#### Records provided:

____

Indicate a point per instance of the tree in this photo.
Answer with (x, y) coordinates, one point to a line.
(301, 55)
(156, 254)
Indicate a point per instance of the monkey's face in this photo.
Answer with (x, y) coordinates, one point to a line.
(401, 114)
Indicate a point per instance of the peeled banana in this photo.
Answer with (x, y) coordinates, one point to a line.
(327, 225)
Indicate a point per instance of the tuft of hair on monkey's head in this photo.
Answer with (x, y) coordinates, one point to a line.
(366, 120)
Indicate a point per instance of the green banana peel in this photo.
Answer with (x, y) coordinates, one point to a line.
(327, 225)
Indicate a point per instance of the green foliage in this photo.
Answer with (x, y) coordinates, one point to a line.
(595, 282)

____

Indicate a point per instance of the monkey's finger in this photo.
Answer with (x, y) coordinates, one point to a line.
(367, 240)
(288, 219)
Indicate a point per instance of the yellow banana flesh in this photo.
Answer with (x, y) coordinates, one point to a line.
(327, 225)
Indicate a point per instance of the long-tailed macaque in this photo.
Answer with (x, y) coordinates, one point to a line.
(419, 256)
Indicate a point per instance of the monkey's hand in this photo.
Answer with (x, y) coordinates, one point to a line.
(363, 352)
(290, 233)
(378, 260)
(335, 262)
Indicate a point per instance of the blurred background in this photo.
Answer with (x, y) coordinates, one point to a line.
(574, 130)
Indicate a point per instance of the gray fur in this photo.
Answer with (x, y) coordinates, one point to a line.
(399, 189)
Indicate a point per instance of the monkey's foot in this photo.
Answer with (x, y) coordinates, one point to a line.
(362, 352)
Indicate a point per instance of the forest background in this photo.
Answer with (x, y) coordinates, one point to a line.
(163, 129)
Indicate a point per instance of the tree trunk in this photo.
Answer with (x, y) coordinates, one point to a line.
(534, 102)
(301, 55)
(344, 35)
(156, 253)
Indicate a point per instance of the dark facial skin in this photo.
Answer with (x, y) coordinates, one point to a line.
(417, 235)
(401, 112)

____

#### Work to complete:
When a line in the records above contains the word "background", copy it.

#### Exercise answer:
Indicate a point per instance of the blurred background in this photo.
Indicate a point per instance of the forest background in this photo.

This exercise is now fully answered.